- Items:

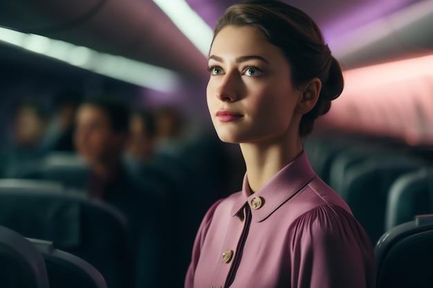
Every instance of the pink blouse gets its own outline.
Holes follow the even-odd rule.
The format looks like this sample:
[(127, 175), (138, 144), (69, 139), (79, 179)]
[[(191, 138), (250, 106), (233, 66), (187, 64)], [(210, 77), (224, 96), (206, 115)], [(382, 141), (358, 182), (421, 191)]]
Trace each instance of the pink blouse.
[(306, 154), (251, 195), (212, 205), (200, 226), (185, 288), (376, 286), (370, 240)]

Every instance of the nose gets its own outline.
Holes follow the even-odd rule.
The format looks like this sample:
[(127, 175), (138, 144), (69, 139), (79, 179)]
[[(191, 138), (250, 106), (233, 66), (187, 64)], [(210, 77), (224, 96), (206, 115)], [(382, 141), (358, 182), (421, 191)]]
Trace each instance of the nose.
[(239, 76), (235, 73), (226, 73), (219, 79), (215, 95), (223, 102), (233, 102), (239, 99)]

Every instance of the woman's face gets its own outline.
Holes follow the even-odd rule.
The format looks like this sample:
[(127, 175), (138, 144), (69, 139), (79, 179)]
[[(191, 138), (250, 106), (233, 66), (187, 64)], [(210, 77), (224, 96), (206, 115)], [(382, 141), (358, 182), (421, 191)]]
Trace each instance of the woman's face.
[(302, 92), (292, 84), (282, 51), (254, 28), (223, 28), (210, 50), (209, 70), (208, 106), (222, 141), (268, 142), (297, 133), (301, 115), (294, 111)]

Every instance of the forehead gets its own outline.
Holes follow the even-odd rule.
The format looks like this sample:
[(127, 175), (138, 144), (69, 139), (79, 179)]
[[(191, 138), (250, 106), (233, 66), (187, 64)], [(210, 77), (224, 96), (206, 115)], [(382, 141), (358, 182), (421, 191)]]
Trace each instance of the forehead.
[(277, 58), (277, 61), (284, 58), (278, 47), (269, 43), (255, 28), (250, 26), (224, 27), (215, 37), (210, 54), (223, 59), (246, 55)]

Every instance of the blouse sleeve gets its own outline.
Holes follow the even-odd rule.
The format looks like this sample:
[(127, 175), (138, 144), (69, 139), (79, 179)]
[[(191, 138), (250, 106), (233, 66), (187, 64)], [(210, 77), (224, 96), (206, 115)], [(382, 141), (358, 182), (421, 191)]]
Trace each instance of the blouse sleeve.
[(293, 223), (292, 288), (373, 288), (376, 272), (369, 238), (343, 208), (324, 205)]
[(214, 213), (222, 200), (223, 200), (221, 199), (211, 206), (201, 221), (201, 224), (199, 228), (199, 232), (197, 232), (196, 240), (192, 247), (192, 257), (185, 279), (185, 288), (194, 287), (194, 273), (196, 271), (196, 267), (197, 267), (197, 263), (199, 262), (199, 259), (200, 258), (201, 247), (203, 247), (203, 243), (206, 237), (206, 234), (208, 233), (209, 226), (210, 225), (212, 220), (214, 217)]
--
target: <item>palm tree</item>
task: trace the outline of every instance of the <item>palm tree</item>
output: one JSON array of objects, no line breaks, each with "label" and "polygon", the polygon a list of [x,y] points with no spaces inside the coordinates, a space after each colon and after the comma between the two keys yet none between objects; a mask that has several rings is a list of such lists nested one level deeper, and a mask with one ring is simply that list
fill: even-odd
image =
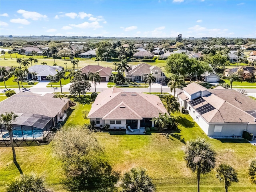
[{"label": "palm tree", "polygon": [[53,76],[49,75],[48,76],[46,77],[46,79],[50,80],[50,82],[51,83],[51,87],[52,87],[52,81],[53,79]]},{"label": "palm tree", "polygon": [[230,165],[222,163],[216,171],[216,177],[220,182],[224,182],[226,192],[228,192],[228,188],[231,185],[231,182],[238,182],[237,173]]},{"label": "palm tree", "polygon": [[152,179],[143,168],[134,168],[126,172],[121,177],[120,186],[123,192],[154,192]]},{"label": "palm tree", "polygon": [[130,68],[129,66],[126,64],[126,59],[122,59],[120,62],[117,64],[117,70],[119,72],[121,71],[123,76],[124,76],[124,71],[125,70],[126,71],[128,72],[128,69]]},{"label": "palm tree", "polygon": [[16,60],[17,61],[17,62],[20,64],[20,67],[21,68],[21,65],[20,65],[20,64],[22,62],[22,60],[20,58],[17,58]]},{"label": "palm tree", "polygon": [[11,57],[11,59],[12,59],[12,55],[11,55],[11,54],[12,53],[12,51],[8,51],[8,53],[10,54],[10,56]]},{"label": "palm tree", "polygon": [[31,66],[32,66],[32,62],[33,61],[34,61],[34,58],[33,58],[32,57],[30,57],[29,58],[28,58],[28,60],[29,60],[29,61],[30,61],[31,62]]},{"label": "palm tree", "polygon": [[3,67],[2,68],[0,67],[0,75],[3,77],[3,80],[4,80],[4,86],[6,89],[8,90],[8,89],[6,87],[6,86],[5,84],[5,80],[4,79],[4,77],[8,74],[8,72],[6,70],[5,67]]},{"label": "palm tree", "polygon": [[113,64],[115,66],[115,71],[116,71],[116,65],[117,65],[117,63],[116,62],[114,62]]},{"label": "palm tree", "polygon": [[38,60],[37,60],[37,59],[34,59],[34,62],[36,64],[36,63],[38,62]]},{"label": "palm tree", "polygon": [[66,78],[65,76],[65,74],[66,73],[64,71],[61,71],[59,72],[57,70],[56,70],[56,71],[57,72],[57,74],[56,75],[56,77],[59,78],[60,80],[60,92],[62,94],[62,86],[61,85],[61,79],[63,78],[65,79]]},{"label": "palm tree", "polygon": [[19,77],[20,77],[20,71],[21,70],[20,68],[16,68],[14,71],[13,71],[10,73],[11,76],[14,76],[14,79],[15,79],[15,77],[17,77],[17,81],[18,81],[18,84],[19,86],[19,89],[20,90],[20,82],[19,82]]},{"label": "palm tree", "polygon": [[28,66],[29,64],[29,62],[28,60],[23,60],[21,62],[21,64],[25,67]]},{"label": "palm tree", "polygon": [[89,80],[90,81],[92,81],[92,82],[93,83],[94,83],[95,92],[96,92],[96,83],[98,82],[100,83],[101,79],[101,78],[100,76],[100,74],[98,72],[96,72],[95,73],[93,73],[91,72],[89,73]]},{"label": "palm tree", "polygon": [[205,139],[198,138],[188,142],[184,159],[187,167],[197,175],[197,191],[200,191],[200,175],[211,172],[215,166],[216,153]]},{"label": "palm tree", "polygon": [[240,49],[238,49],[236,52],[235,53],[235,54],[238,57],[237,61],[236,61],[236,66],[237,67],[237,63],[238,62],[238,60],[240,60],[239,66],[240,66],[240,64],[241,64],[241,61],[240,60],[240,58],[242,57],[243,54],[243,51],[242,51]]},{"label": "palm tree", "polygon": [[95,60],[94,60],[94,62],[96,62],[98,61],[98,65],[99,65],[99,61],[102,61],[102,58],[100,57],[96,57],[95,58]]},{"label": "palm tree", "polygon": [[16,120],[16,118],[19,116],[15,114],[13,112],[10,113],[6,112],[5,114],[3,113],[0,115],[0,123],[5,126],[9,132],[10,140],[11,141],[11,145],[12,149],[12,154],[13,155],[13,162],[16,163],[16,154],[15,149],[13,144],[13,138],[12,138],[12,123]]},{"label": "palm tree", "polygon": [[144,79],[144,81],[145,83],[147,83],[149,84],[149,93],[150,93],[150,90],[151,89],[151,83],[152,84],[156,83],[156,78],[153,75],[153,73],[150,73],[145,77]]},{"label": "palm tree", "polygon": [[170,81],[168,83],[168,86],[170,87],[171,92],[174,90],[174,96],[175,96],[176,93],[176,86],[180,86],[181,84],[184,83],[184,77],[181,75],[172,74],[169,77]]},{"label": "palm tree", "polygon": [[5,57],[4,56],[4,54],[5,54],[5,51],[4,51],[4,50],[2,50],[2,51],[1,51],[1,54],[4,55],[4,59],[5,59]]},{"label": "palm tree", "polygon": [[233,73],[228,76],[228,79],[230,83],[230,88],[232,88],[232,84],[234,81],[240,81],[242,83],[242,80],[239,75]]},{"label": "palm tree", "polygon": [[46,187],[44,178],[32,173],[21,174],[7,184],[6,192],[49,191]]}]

- Exercise task: Print verbatim the lines from the one containing "Every instance of the pink" through the one containing "102), (239, 99)]", inclusive.

- Task output:
Every instance of the pink blouse gets its own outline.
Holes follow the even-odd rule.
The format looks like this sample:
[(127, 175), (138, 144), (69, 139), (79, 179)]
[[(191, 138), (250, 106), (233, 66), (187, 64)], [(210, 77), (224, 96), (206, 115)], [(382, 141), (358, 182), (421, 191)]]
Trace each instance of the pink blouse.
[(306, 154), (251, 195), (212, 205), (200, 226), (185, 288), (376, 286), (370, 240)]

Every instance of the nose gets its own outline.
Holes follow the even-odd rule.
The format looks like this sample:
[(127, 175), (138, 144), (69, 139), (79, 179)]
[[(191, 138), (250, 106), (233, 66), (187, 64)], [(210, 77), (224, 96), (206, 115)], [(382, 141), (358, 182), (421, 191)]]
Trace each instance of the nose.
[(239, 76), (235, 73), (226, 73), (219, 79), (215, 95), (223, 102), (233, 102), (239, 99)]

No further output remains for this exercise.